▶ PROVIDED DATA
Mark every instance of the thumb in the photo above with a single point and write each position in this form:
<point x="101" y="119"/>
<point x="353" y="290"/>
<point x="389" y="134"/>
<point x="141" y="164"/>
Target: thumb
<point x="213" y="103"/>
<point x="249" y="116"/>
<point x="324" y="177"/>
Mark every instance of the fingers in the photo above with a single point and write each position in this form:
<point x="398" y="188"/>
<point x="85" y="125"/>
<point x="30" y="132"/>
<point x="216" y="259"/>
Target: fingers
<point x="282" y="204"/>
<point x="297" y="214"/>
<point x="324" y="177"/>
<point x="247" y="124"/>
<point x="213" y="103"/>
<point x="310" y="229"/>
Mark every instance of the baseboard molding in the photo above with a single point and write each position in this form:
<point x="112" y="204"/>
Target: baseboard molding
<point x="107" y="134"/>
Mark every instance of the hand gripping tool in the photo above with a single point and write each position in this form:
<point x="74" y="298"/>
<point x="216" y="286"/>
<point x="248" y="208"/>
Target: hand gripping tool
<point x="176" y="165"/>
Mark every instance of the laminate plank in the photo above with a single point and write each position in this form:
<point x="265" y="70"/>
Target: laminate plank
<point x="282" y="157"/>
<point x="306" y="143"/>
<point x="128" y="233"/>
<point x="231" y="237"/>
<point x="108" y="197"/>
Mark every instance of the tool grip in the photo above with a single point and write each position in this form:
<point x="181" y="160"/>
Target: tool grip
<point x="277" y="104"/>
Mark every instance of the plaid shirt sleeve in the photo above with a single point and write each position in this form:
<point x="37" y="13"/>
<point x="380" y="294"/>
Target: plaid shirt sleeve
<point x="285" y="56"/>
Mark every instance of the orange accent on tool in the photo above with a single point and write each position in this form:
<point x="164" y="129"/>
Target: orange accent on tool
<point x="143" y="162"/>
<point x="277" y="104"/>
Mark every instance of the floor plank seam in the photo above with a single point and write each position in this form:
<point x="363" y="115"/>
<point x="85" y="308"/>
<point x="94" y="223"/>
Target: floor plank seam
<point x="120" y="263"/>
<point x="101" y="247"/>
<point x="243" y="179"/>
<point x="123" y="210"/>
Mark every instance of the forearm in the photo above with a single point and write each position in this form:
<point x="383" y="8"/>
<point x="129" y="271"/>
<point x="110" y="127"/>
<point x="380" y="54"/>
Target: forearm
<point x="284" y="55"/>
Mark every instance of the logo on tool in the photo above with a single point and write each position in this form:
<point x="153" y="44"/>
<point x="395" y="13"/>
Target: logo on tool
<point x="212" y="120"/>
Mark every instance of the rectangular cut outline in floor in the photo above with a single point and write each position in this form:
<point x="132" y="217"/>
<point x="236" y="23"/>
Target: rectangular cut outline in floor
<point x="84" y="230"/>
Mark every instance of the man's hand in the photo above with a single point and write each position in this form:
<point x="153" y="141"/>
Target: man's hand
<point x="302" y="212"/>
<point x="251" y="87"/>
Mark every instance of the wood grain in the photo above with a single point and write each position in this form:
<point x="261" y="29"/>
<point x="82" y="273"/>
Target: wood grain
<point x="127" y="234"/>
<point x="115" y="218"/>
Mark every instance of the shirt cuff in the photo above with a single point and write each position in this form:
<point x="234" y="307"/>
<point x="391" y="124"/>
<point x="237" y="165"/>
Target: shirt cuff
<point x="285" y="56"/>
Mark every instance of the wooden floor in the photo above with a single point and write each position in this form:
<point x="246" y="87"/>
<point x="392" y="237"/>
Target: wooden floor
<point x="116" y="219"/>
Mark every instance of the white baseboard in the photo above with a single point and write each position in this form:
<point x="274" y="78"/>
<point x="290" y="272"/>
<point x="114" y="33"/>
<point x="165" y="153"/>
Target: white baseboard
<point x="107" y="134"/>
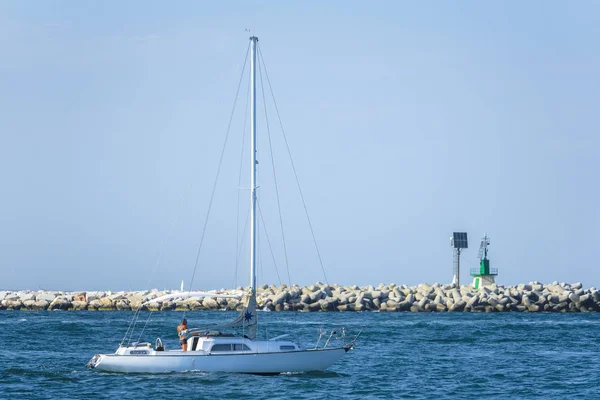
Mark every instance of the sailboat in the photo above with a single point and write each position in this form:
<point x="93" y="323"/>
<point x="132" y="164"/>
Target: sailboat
<point x="209" y="348"/>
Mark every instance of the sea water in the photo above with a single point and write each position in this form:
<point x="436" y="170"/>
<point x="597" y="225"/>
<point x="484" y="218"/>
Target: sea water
<point x="398" y="355"/>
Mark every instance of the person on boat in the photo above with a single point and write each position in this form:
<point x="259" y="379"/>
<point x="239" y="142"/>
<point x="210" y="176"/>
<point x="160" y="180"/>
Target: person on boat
<point x="182" y="333"/>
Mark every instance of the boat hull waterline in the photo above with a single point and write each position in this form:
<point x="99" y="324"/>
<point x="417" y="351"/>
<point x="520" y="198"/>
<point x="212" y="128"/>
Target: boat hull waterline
<point x="247" y="362"/>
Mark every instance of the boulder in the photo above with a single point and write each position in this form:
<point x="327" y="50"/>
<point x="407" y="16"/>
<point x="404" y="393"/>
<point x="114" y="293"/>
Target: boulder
<point x="40" y="305"/>
<point x="28" y="304"/>
<point x="45" y="296"/>
<point x="574" y="298"/>
<point x="79" y="305"/>
<point x="24" y="296"/>
<point x="59" y="303"/>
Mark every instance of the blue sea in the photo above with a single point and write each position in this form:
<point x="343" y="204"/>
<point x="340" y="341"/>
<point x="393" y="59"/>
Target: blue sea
<point x="398" y="355"/>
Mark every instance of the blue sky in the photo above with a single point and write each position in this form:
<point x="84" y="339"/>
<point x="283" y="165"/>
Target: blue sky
<point x="407" y="121"/>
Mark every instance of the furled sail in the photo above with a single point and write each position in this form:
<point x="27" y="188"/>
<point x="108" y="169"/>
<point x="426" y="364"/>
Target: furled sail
<point x="246" y="320"/>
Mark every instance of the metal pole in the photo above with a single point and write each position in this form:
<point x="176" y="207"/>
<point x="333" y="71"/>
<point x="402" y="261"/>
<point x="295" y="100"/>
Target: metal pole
<point x="458" y="268"/>
<point x="253" y="42"/>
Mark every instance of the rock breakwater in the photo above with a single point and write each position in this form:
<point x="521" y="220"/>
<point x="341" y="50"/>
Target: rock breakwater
<point x="531" y="297"/>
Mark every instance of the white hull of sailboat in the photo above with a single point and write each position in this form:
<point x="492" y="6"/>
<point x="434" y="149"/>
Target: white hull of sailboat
<point x="252" y="363"/>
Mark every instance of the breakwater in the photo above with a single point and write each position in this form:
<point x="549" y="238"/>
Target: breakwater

▶ TASK STATEMENT
Set the records down again exactly, with no pictures.

▶ RESULT
Mark every instance of the thumb in the photo above with a single point and write each position in this form:
<point x="101" y="119"/>
<point x="353" y="290"/>
<point x="389" y="134"/>
<point x="141" y="164"/>
Target: thumb
<point x="213" y="103"/>
<point x="249" y="116"/>
<point x="324" y="177"/>
Mark every instance of the fingers in the photo above with a single point and write each position in this form:
<point x="398" y="188"/>
<point x="85" y="125"/>
<point x="30" y="132"/>
<point x="216" y="259"/>
Target: fingers
<point x="282" y="204"/>
<point x="297" y="214"/>
<point x="324" y="177"/>
<point x="247" y="124"/>
<point x="213" y="103"/>
<point x="310" y="229"/>
Mark every instance of the baseboard molding in the photo above with a single point and write each position in this form:
<point x="112" y="204"/>
Target: baseboard molding
<point x="107" y="134"/>
Mark every instance of the hand gripping tool in the photo above with a single point and write each position in this form:
<point x="74" y="298"/>
<point x="216" y="286"/>
<point x="248" y="208"/>
Target: hand gripping tool
<point x="176" y="165"/>
Mark every instance of the laminate plank in the photo above with a single point and write each position in this form:
<point x="265" y="70"/>
Target: laminate plank
<point x="282" y="157"/>
<point x="306" y="143"/>
<point x="128" y="233"/>
<point x="231" y="237"/>
<point x="108" y="197"/>
Mark every instance of the tool grip in the photo above with a single point and write each position in this form:
<point x="181" y="160"/>
Target: tool grip
<point x="277" y="104"/>
Mark every instance of the plaid shirt sleeve in the photo above with a single point and write each position in this form:
<point x="37" y="13"/>
<point x="380" y="294"/>
Target: plaid shirt sleeve
<point x="285" y="56"/>
Mark every instance of the orange accent on tool in the photo above with a single point and write each position in this form:
<point x="164" y="129"/>
Target: orange accent on tool
<point x="143" y="162"/>
<point x="277" y="104"/>
Mark every instance of the floor plank seam in the photo above with a single point and write each position in this form:
<point x="363" y="115"/>
<point x="85" y="308"/>
<point x="94" y="223"/>
Target: floor plank seam
<point x="120" y="263"/>
<point x="101" y="247"/>
<point x="243" y="179"/>
<point x="123" y="210"/>
Mark every instance of the forearm in the photo above with a single point and write each position in this form:
<point x="383" y="8"/>
<point x="129" y="271"/>
<point x="110" y="127"/>
<point x="380" y="54"/>
Target: forearm
<point x="284" y="55"/>
Mark every instance of the logo on tool in the photo above with a single point and write each position in this form:
<point x="153" y="44"/>
<point x="395" y="13"/>
Target: logo on tool
<point x="212" y="120"/>
Mark every instance of the rectangular cut outline in floor in the photo above with a single point and write each position in this form:
<point x="132" y="217"/>
<point x="236" y="23"/>
Target: rectangular cut outline in floor
<point x="84" y="230"/>
Mark every instance of the man's hand in the photo above with a single point and write each position in this form:
<point x="153" y="141"/>
Target: man's hand
<point x="302" y="212"/>
<point x="251" y="87"/>
Mark every instance of the wood grain in the photo above with a single point and write each position in this form:
<point x="261" y="29"/>
<point x="82" y="273"/>
Target: wood grain
<point x="127" y="234"/>
<point x="115" y="218"/>
Mark every instance of the shirt cuff in the photo above with a single point and write each position in this form:
<point x="234" y="307"/>
<point x="391" y="124"/>
<point x="237" y="165"/>
Target: shirt cuff
<point x="285" y="56"/>
Mark every instance of the wooden floor in the photo above with a single point and write each position in this form:
<point x="246" y="87"/>
<point x="392" y="237"/>
Target: wooden floor
<point x="116" y="219"/>
Mark every instance of the white baseboard in the photo above with a single point and write each position in this form:
<point x="274" y="78"/>
<point x="290" y="272"/>
<point x="114" y="33"/>
<point x="165" y="153"/>
Target: white baseboard
<point x="107" y="134"/>
Mark every instance of the sailboat in the photo above with a single point and write each position in this form:
<point x="93" y="323"/>
<point x="132" y="164"/>
Target: sailboat
<point x="209" y="348"/>
Mark every instance of the sea water in the photo above with a single point and write each position in this form:
<point x="436" y="170"/>
<point x="597" y="225"/>
<point x="484" y="218"/>
Target: sea water
<point x="398" y="355"/>
Mark every instance of the person on boat in the photo above with a single point and write each position in this form:
<point x="259" y="379"/>
<point x="239" y="142"/>
<point x="210" y="176"/>
<point x="160" y="180"/>
Target: person on boat
<point x="182" y="333"/>
Mark every instance of the boat hull waterline in the photo above with a single point and write each position in this form:
<point x="99" y="324"/>
<point x="417" y="351"/>
<point x="520" y="198"/>
<point x="212" y="128"/>
Target: boat hull waterline
<point x="247" y="362"/>
Mark every instance of the boulder in the photo above with a single point and write each position in this form:
<point x="327" y="50"/>
<point x="407" y="16"/>
<point x="404" y="393"/>
<point x="114" y="293"/>
Target: boulder
<point x="40" y="305"/>
<point x="28" y="304"/>
<point x="45" y="296"/>
<point x="574" y="298"/>
<point x="79" y="305"/>
<point x="24" y="296"/>
<point x="59" y="303"/>
Mark every instance of the blue sea in the photo above with a single point and write each position in this form:
<point x="343" y="204"/>
<point x="340" y="341"/>
<point x="393" y="59"/>
Target: blue sea
<point x="398" y="355"/>
Mark every instance of the blue sky in the photo above with a single point and write each position in this form:
<point x="84" y="339"/>
<point x="283" y="165"/>
Target: blue sky
<point x="407" y="121"/>
Mark every instance of the furled sail in the photo above with a single point and write each position in this form:
<point x="27" y="188"/>
<point x="108" y="169"/>
<point x="426" y="364"/>
Target: furled sail
<point x="246" y="320"/>
Mark every instance of the metal pole in the photo above with a single point and write each position in this form:
<point x="176" y="207"/>
<point x="333" y="71"/>
<point x="402" y="261"/>
<point x="295" y="100"/>
Target: metal pole
<point x="458" y="268"/>
<point x="253" y="42"/>
Mark every instance of the rock breakwater in the photo above with a single point and write each position in this form:
<point x="521" y="220"/>
<point x="341" y="50"/>
Target: rock breakwater
<point x="531" y="297"/>
Mark every instance of the white hull of sailboat in the photo above with a single point and write each position in this form:
<point x="492" y="6"/>
<point x="434" y="149"/>
Target: white hull of sailboat
<point x="252" y="363"/>
Mark every instance of the breakwater in the photo above with a single point and write each position in this form:
<point x="549" y="238"/>
Target: breakwater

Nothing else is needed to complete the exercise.